• [MATERIAL SUPPLIED]
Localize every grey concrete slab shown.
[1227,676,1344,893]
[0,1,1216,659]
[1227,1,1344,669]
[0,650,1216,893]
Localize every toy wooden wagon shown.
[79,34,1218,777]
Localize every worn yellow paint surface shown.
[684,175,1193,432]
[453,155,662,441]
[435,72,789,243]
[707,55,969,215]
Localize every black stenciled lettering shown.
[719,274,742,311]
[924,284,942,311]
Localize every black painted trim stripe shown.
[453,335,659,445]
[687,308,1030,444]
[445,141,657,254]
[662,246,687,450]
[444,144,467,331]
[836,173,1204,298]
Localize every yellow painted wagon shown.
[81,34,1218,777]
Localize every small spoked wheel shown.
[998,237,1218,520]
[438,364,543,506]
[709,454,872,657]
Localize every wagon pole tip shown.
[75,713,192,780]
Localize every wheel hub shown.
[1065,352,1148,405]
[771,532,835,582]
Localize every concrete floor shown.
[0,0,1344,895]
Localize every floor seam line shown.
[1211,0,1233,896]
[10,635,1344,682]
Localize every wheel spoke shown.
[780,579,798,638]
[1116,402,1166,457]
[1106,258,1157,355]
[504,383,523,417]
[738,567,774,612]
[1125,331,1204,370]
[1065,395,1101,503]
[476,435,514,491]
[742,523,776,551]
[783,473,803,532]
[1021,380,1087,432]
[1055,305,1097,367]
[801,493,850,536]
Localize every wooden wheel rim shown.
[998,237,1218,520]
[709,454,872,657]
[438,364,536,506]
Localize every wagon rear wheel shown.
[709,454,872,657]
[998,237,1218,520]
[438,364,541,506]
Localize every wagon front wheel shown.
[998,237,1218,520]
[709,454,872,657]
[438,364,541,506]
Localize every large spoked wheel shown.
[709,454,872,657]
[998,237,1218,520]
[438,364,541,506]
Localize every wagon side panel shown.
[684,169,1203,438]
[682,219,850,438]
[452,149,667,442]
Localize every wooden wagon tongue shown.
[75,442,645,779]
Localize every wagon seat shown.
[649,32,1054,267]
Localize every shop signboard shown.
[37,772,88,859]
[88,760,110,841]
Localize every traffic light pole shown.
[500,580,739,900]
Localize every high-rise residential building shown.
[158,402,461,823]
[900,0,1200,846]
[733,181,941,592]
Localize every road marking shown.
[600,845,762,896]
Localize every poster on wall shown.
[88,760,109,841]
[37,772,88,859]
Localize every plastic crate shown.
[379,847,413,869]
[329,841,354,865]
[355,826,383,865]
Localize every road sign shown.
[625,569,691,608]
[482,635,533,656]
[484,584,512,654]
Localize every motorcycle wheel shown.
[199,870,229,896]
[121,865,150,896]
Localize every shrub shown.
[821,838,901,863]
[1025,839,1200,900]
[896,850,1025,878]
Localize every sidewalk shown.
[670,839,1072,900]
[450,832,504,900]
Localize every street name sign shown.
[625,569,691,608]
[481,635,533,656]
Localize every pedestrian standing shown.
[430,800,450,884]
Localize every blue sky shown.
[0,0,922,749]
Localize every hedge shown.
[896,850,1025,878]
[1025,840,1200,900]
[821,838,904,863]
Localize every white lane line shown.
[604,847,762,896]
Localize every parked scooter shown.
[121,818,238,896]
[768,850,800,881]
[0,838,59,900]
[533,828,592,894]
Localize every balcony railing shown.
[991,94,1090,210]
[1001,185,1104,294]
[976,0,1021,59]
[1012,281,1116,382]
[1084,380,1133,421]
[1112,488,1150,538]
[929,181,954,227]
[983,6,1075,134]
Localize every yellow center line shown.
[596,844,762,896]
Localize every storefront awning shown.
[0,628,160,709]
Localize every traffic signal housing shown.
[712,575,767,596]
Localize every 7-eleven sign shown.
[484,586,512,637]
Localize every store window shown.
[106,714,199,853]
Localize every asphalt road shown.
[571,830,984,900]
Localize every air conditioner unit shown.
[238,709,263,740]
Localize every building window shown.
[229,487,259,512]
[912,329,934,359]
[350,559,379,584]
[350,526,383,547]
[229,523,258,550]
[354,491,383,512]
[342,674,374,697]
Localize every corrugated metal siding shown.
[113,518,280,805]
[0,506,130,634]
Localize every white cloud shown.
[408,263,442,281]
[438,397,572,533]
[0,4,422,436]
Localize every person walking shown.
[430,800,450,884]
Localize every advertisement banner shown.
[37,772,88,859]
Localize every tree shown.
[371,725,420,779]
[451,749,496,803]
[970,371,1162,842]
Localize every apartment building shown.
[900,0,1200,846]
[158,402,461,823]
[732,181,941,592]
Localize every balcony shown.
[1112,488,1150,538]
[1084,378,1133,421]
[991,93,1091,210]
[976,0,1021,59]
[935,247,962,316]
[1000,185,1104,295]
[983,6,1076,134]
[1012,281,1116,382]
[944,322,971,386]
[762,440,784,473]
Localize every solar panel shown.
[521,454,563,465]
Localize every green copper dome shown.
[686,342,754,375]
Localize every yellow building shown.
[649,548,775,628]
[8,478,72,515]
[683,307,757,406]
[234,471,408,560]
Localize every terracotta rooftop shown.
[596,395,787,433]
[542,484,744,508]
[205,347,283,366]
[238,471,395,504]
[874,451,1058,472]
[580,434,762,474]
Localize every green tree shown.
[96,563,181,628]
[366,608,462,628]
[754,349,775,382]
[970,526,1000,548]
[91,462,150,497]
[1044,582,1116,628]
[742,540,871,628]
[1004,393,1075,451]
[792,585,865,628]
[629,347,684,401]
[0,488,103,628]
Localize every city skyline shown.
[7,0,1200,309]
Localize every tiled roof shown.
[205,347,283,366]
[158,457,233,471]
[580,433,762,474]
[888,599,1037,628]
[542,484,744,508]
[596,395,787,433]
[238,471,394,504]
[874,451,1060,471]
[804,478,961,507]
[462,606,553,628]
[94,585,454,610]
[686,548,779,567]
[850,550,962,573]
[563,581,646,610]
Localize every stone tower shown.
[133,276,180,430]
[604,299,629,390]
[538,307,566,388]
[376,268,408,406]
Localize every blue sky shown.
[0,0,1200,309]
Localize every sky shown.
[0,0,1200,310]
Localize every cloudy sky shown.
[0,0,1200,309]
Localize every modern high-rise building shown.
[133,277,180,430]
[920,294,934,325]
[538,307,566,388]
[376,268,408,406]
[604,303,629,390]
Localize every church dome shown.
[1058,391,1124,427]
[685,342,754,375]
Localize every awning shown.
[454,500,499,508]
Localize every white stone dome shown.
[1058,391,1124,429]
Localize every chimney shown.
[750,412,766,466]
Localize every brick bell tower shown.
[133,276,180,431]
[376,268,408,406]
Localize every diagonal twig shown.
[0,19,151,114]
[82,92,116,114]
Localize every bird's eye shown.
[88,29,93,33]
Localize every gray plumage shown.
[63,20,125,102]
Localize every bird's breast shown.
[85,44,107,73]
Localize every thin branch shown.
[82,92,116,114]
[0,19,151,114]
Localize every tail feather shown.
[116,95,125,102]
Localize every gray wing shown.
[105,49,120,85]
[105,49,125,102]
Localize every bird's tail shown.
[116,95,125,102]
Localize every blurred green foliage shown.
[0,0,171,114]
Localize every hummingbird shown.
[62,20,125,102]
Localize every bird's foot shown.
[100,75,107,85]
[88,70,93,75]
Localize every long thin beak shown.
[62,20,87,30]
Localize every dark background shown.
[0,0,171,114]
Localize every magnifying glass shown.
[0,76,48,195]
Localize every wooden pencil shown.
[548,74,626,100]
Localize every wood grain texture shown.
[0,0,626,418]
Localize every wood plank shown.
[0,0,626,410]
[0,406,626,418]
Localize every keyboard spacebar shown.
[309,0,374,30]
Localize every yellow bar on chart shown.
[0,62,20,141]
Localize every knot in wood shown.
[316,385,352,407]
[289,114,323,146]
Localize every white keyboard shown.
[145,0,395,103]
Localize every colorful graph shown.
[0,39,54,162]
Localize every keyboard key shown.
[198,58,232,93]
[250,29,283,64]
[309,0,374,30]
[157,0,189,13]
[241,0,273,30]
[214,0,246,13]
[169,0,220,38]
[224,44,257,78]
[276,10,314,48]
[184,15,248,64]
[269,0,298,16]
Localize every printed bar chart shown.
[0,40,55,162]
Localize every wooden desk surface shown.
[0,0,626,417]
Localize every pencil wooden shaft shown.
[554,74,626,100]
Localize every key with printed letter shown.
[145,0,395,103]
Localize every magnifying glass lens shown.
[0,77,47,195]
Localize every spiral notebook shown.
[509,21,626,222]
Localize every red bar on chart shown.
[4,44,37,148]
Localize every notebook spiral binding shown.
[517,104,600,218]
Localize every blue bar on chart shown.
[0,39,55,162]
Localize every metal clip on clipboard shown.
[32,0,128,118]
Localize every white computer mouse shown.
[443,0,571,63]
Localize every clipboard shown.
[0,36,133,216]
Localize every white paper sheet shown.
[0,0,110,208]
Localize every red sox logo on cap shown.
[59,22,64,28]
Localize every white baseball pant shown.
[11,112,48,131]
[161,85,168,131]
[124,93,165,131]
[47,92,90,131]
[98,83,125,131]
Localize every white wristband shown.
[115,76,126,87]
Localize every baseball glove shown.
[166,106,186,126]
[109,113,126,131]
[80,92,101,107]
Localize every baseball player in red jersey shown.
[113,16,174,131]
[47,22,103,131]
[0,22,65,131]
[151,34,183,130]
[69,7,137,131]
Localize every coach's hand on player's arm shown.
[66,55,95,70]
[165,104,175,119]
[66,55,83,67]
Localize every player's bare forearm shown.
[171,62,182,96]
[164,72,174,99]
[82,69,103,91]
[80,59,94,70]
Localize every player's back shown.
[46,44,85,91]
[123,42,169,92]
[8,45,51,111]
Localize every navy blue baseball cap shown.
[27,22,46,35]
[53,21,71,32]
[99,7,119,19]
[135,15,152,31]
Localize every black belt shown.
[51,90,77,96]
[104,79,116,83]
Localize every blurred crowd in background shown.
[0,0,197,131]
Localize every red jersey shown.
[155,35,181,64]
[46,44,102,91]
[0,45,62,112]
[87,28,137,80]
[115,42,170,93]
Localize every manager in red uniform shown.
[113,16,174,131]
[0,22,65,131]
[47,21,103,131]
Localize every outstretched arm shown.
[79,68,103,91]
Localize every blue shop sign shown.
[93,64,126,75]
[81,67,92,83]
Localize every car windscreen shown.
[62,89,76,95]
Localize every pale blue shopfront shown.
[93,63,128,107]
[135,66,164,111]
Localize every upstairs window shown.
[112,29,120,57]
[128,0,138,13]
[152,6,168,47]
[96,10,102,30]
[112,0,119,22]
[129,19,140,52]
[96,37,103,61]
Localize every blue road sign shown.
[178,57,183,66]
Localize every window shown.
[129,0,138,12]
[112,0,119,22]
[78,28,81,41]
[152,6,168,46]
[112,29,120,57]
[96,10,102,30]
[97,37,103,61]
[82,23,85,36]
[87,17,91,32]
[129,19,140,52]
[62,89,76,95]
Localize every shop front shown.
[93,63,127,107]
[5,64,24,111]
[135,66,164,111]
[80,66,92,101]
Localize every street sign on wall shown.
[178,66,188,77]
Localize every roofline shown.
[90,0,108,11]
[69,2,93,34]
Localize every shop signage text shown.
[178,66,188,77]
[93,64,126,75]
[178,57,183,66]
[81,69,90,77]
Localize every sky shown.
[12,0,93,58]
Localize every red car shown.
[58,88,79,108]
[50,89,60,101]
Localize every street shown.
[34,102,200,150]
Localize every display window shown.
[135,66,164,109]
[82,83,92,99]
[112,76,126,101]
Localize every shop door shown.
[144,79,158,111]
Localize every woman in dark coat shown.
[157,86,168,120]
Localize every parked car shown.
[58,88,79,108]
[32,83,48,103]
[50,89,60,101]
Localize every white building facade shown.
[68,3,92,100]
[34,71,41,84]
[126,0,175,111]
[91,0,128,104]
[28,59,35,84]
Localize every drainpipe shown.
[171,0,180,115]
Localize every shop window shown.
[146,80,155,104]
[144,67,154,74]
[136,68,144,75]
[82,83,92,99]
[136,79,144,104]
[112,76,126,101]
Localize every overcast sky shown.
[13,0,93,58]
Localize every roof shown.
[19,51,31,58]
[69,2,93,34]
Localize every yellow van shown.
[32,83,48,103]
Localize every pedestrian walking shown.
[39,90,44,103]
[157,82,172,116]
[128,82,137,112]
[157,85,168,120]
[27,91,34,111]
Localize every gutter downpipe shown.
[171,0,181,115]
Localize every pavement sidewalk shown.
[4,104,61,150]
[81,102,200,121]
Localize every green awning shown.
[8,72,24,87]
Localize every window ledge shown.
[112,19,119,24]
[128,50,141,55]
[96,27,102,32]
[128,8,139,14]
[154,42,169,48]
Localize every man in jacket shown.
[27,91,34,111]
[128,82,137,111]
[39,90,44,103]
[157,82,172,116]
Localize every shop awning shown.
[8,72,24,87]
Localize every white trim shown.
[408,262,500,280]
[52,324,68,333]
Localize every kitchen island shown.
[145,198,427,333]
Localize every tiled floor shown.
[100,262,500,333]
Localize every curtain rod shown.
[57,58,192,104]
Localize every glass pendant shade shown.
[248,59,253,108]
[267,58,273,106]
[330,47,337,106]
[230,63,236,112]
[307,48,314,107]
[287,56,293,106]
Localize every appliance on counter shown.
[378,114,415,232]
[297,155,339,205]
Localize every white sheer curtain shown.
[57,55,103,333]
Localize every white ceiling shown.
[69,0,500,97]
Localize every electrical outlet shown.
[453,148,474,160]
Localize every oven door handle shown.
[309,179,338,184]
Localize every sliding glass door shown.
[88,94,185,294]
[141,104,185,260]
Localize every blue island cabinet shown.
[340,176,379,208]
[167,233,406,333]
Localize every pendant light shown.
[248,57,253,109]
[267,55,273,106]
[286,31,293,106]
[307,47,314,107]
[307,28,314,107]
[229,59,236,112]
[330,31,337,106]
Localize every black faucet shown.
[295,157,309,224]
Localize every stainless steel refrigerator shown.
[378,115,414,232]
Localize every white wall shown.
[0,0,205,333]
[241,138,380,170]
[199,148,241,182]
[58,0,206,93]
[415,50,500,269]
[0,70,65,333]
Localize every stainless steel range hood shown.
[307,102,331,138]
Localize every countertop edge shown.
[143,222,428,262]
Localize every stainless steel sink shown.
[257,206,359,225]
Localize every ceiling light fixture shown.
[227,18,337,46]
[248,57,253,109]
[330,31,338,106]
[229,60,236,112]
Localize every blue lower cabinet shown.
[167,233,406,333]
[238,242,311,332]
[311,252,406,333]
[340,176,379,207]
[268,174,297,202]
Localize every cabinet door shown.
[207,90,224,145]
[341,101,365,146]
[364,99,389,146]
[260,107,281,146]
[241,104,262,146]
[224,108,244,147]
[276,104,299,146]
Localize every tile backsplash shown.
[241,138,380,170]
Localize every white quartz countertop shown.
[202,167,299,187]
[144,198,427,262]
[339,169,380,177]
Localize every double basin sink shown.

• [THE PROBLEM]
Starting at the first line of the records and ending with the line that contains "[836,173,1204,298]", copy each line exactly, including both of those lines.

• [EXERCISE OUTPUT]
Localize every grey concrete slab shown.
[1227,676,1344,893]
[0,1,1216,659]
[1227,1,1344,669]
[0,650,1216,893]
Localize every toy wooden wagon shown.
[79,34,1218,777]
Localize every worn yellow paint surface shown.
[684,175,1193,432]
[453,155,662,441]
[435,72,789,243]
[707,55,969,215]
Localize every black stenciled lettering shown.
[719,274,742,311]
[924,284,942,311]
Localize every black painted trim stripe shown.
[453,335,659,445]
[687,308,1030,444]
[445,141,657,254]
[662,246,687,450]
[444,144,467,331]
[836,173,1204,298]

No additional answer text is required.